# SUPPLIED MATERIAL
((
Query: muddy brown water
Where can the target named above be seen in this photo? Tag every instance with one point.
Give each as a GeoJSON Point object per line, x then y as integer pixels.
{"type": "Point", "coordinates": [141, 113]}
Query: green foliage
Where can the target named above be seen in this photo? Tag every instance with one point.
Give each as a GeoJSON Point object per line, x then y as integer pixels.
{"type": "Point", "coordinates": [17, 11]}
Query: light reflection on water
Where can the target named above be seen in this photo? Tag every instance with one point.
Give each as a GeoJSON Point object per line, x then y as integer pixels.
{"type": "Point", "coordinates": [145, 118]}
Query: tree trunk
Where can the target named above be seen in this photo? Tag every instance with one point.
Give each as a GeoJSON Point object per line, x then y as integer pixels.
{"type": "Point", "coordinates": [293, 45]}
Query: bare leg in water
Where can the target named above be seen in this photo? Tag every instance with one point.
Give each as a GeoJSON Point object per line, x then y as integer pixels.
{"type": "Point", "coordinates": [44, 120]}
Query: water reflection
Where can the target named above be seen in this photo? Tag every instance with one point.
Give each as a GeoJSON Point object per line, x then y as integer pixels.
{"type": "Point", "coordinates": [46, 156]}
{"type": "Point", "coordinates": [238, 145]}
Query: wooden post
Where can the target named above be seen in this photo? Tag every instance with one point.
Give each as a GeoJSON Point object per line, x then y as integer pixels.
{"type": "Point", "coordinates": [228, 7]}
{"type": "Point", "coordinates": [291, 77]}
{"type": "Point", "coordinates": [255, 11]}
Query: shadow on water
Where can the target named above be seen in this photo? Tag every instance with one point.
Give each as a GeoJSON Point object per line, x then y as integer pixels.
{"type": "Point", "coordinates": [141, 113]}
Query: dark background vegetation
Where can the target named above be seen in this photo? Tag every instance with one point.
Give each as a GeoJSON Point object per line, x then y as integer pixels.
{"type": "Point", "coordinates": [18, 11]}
))
# SHORT EXERCISE
Copy every one of the rows above, word for word.

# EXERCISE RESPONSE
Query: muddy brown water
Where can the target named above be seen in this photo? Tag every instance with one point.
Give each as a GeoJSON Point object per line, x then y as integer pixels.
{"type": "Point", "coordinates": [141, 113]}
Query: green foliage
Where can the target named above be seen in this photo? Tag every instance with one point.
Give each as a GeoJSON Point object per line, x then y as integer pixels.
{"type": "Point", "coordinates": [17, 11]}
Query: light reflection on water
Where can the target named above be seen in this photo? Tag every instance with one point.
Give each as a GeoJSON Point object per line, x then y as integer pixels.
{"type": "Point", "coordinates": [145, 118]}
Query: tree trunk
Where can the target named above be seen in this photo? Tag every instance with one point.
Give each as a GeoJSON Point object per line, x then y as integer pixels.
{"type": "Point", "coordinates": [293, 45]}
Query: bare leg in water
Where can the target named above be seen in this photo? Tag every instance with one point.
Give each as a GeoJSON Point object per line, x then y as integer pixels.
{"type": "Point", "coordinates": [44, 120]}
Query: water reflection
Where can the target named above be seen in this photo? Tag every instance with one point.
Give each as a GeoJSON Point object per line, x then y as integer pixels.
{"type": "Point", "coordinates": [46, 156]}
{"type": "Point", "coordinates": [238, 145]}
Query: wooden post
Where can the target named above be seen in this photo? Tag every instance with one point.
Give each as a GeoJSON Point object per line, x then y as integer pixels.
{"type": "Point", "coordinates": [228, 7]}
{"type": "Point", "coordinates": [291, 77]}
{"type": "Point", "coordinates": [255, 11]}
Query: shadow on water
Where can the target named above be seen in this photo? Tag every instance with one point.
Give each as a GeoJSON Point object per line, x then y as integer pixels.
{"type": "Point", "coordinates": [141, 113]}
Query: dark background vegetation
Where can the target named above be seen in this photo? Tag every instance with one point.
Give each as a GeoJSON Point object per line, x then y as integer pixels.
{"type": "Point", "coordinates": [18, 11]}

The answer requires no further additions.